WHAT YOU WILL DO: Exact reproduction is required for all entries.

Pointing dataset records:
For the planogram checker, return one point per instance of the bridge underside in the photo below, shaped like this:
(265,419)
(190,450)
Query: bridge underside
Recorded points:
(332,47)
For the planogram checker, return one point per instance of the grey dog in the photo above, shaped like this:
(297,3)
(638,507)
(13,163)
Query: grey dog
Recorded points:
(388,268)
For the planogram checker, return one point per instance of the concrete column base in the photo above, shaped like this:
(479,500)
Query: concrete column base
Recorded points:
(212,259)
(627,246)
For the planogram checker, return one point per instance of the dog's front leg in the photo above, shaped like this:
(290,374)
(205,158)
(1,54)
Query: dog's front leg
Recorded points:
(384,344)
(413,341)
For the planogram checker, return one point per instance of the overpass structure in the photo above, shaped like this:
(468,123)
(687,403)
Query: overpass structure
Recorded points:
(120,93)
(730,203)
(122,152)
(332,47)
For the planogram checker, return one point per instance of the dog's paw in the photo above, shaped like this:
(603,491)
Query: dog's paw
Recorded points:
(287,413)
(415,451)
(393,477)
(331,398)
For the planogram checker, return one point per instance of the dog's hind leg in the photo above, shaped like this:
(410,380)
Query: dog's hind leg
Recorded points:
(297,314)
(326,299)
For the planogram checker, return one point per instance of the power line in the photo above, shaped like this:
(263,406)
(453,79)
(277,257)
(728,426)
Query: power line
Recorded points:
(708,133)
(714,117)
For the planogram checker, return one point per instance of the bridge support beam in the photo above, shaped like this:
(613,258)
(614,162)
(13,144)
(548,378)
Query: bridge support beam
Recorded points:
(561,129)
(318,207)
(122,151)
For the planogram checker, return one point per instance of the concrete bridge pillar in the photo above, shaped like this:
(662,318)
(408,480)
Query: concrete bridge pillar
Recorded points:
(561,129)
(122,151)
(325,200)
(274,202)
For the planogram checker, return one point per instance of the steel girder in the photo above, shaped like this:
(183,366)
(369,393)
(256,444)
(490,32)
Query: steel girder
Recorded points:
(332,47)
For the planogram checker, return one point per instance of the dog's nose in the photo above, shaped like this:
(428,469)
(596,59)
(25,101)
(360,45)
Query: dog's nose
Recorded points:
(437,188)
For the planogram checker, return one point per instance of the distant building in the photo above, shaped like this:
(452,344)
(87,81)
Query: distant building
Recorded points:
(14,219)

EXERCISE SOLUTION:
For the planogram checker, return one point per instance of the bridge underside in the photo below, shaped like this:
(265,419)
(190,450)
Query: bridge underside
Recorded points:
(332,47)
For the planogram checker, return one point per instance of the grey dog in the photo above, shaped like this:
(297,3)
(638,507)
(13,163)
Query: grey dog
Recorded points:
(388,268)
For the planogram checker, return one point per instance of the concrete column base in the photo above, shaped like this:
(479,500)
Query: concrete column base
Recorded points:
(212,259)
(627,246)
For the planogram checker, return one point per instance of the dog's front leg in the photo above, shaped like this:
(290,374)
(205,158)
(1,54)
Query: dog's front leg
Recorded points:
(384,344)
(413,341)
For the planogram checker, return one point per instance of the overpass structure in the photo above, shaped like this:
(468,123)
(687,403)
Query: overpass structure
Recorded points:
(120,93)
(730,203)
(122,152)
(332,47)
For the planogram checker, return one point per instance of the dog's paw in the photo above, shaped like this:
(603,491)
Query: dog's paw
Recorded points:
(287,413)
(415,451)
(393,477)
(331,398)
For the planogram checker, return one point per instance of the dog's hind leg in the photo above, shaped like this:
(410,380)
Query: dog's hind leg
Recorded points:
(297,314)
(326,299)
For the planogram checker, return one point per instance of the power line in the photo above, shaped like this:
(263,406)
(453,79)
(277,257)
(728,426)
Query: power line
Recorded points:
(708,133)
(714,117)
For the planogram checker, return one point per instance of the bridge support beam in the photo above, shaped like this:
(613,258)
(614,162)
(13,144)
(548,378)
Query: bridge support beam
Recorded points:
(561,129)
(318,207)
(122,151)
For the planogram checker, return one point per instance of the concrete bridge pillar in the photo above, shaped like this:
(662,318)
(408,480)
Query: concrete bridge pillar
Recorded points:
(561,129)
(122,151)
(325,200)
(274,202)
For the planogram checker, return one point per instance of the steel girder in the photo above, shaped like this:
(183,366)
(369,393)
(256,444)
(490,32)
Query: steel girder
Recorded points:
(332,47)
For the planogram checker, return one point per instance of the dog's nose in the photo above, shaped like this:
(428,469)
(596,59)
(25,101)
(360,45)
Query: dog's nose
Recorded points:
(437,188)
For the planogram checker, return one point per instance of the distant building in the photo above, shaped like this:
(452,344)
(87,81)
Query: distant building
Recorded points:
(14,219)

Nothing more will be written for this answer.